→ **Exercise details**: Report only the number of lines in the rows below that contain the string "positive".

→ **Input**:
-.-.-

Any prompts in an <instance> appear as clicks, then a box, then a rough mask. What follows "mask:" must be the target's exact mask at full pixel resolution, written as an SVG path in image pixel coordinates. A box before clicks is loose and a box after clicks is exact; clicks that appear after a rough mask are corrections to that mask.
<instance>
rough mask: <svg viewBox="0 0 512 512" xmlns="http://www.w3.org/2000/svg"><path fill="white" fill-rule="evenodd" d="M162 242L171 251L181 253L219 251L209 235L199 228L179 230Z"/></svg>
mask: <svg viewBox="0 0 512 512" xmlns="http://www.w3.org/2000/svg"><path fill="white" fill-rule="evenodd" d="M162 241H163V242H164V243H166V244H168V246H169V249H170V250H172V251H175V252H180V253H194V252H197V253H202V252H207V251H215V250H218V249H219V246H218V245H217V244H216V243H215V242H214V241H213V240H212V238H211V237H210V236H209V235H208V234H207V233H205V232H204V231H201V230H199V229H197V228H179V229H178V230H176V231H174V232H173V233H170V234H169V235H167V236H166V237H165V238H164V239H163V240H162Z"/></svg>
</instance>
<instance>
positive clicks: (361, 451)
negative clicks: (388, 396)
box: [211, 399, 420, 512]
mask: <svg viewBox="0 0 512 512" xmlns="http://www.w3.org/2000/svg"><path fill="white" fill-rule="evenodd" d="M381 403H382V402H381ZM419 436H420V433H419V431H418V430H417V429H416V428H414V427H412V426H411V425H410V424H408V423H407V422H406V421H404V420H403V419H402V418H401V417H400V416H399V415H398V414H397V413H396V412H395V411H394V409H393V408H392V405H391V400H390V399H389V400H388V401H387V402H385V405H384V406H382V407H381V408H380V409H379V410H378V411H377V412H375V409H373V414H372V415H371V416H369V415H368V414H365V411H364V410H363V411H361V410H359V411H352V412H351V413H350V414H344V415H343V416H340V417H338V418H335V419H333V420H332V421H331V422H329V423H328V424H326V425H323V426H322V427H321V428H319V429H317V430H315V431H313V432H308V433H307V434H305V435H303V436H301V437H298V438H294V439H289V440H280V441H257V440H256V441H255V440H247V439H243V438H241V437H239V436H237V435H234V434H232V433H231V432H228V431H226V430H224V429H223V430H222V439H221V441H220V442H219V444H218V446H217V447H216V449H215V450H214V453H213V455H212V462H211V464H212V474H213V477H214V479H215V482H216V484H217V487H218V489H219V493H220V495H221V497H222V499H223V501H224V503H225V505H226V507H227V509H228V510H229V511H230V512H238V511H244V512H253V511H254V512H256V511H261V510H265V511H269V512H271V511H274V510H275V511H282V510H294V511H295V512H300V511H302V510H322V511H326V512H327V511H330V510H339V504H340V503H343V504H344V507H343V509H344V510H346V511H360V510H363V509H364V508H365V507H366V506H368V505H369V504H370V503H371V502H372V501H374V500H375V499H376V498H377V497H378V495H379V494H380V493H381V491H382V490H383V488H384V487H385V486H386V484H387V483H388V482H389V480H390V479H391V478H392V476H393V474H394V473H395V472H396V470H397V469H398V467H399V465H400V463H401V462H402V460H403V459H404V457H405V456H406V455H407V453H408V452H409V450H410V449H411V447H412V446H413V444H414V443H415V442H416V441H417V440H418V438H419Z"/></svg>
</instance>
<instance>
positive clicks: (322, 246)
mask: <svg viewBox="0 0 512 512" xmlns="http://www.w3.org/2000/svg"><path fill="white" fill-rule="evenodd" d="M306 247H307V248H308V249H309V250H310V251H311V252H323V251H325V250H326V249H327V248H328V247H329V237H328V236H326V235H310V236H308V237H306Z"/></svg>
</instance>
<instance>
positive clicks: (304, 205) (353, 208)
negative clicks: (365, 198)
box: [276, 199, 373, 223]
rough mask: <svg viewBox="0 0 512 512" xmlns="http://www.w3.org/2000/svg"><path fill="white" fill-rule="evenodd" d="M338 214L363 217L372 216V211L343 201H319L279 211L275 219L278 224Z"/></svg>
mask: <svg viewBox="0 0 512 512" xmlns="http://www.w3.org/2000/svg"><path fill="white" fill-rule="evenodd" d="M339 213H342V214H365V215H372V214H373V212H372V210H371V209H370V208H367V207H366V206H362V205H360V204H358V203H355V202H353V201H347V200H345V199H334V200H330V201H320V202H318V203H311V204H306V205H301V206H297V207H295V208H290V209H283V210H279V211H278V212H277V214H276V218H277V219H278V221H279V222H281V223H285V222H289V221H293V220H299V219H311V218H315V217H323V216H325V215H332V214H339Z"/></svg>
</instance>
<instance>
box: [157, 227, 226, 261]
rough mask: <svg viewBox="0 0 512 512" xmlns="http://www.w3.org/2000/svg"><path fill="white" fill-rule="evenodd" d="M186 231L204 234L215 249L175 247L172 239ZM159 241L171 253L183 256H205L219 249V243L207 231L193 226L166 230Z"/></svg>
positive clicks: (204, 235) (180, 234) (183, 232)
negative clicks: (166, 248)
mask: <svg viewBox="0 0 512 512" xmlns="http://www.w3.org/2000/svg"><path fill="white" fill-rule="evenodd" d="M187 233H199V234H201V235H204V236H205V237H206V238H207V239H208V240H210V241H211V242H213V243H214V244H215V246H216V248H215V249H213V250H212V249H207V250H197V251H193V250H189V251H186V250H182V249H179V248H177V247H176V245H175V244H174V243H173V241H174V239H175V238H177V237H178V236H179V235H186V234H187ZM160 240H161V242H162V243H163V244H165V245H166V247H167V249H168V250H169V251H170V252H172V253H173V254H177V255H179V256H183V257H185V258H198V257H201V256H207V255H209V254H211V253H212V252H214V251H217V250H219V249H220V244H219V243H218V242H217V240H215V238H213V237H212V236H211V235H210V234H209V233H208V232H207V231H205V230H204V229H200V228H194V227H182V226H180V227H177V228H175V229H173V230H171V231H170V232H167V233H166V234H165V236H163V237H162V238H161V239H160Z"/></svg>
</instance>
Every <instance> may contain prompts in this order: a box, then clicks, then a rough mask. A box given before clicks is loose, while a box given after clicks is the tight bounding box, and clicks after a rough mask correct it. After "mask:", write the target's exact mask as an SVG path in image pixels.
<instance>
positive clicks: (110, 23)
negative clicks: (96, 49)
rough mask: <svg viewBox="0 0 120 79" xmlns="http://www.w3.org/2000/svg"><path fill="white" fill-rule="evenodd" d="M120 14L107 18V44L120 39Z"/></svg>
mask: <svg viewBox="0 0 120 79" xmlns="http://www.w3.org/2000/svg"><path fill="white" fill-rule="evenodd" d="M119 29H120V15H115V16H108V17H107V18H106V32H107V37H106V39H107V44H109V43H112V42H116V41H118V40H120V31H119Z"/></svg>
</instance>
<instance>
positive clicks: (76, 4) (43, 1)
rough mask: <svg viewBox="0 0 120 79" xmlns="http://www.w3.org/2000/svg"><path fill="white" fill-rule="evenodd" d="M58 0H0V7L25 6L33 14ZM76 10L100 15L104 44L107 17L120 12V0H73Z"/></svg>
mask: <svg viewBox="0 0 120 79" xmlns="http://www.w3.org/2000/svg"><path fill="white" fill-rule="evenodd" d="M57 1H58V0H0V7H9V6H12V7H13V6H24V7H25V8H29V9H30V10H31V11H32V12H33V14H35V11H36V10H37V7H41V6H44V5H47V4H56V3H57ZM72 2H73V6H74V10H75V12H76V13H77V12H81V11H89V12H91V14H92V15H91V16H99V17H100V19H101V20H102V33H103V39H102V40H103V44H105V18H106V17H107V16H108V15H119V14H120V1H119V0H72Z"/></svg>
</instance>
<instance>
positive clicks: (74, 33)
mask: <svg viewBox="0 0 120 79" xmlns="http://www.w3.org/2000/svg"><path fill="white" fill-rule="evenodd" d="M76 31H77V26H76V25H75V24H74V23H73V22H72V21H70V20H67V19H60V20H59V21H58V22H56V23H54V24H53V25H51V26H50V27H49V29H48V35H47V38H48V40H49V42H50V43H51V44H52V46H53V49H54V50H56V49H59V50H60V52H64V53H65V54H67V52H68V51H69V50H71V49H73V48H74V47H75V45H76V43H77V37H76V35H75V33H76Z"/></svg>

-.-.-

→ **Response for this exercise**: 7